**Übungsdaten:**
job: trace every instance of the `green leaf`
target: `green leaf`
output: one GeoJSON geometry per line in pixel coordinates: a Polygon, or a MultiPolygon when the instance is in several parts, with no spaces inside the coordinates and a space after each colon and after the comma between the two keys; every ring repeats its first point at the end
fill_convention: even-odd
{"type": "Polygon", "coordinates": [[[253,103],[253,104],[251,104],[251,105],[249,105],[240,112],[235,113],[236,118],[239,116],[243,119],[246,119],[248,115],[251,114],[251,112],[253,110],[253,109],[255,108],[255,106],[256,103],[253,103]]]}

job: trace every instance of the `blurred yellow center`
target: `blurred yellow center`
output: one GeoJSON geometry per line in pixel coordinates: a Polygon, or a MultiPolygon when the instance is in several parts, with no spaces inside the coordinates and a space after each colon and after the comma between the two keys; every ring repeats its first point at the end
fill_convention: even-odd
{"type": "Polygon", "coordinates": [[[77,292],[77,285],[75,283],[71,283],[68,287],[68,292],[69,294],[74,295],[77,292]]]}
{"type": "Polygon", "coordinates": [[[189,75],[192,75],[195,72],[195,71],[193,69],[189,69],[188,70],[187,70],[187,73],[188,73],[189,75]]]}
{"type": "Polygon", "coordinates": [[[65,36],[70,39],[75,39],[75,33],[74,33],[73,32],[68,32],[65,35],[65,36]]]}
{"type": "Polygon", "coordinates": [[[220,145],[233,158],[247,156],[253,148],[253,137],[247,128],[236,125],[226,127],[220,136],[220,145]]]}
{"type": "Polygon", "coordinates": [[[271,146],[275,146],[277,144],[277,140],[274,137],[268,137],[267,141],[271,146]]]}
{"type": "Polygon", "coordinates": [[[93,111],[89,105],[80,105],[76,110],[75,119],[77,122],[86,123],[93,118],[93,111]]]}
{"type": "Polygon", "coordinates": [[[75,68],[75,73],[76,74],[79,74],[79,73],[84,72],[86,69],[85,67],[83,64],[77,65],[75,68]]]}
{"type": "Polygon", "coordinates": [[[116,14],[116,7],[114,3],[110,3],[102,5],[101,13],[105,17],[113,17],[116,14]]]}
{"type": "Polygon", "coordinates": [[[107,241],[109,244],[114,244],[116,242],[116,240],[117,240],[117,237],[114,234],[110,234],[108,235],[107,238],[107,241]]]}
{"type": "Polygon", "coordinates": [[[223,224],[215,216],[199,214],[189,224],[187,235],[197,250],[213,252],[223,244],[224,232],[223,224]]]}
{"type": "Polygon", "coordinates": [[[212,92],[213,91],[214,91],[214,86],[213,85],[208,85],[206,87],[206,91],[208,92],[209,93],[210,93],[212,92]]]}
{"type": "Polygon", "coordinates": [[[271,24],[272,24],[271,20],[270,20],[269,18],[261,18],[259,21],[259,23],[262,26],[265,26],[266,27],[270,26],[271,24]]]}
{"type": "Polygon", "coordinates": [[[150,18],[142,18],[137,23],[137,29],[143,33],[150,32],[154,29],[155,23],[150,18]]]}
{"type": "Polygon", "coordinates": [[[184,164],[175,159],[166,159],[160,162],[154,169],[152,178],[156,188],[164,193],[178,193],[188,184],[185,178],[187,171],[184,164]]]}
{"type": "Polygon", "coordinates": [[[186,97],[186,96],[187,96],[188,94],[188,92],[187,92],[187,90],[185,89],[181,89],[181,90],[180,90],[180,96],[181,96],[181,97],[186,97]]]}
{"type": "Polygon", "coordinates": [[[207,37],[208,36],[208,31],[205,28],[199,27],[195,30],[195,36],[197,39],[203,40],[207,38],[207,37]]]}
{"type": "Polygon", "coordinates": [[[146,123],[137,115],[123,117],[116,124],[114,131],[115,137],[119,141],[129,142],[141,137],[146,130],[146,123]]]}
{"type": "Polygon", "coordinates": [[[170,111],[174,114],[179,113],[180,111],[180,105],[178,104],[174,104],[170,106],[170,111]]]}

**Aufgabenstellung:** Zählen Sie, in wie vielen Zeilen der Übungsdaten die Zeichenfolge „blurred“ vorkommt. Geben Sie nur die Anzahl an.

**Lösung:** 2